DESCRIPTION OF THE TASK: Please reproduce the part that opens with the line containing "# test: mark one point on the tiled" and closes with the last of the lines, substituting "orange" for "amber" and leaving everything else as it is.

ENTRIES SHOWN:
+++
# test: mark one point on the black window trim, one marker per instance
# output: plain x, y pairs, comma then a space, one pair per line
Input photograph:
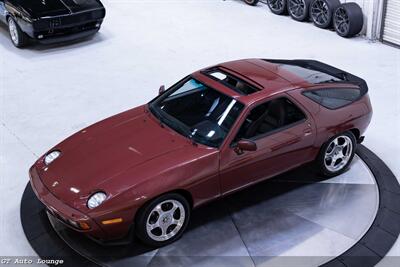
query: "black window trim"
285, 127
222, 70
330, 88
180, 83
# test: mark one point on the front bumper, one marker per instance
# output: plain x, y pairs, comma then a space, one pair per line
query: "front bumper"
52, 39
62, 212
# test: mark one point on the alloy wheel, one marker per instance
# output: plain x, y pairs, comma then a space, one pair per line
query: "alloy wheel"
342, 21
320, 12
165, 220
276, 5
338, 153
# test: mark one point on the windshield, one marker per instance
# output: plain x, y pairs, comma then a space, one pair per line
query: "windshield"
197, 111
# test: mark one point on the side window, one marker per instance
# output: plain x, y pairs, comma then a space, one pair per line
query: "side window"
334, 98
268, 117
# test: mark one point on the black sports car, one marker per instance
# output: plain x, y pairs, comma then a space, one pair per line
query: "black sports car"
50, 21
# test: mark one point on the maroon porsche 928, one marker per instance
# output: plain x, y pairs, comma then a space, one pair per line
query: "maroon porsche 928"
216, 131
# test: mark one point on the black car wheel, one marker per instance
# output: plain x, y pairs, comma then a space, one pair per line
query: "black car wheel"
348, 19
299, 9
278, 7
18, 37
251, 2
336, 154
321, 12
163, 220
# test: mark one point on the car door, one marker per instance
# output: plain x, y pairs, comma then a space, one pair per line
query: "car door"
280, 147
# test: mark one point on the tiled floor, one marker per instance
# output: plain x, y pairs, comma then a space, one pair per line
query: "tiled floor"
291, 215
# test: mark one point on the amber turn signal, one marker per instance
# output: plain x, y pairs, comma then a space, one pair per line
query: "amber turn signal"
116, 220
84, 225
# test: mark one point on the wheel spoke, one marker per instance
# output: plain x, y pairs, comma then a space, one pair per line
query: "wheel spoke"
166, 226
+++
SOLVED EXERCISE:
# test: mark one point on the tiled floor, one marker per instance
# output: plain x, y pairs, comma then a space, one pair per line
query: "tiled floor"
291, 215
# test: mark one point on the orange turn signal, one marker per instance
# output: plain x, y pairs, comma then a space, one pair per line
query: "orange turn signal"
116, 220
84, 225
# test: mark one point on the wheel spoke, one marker per instance
# output: plain x, y pairs, comma then a space, one pair per line
query: "wheel spoke"
166, 226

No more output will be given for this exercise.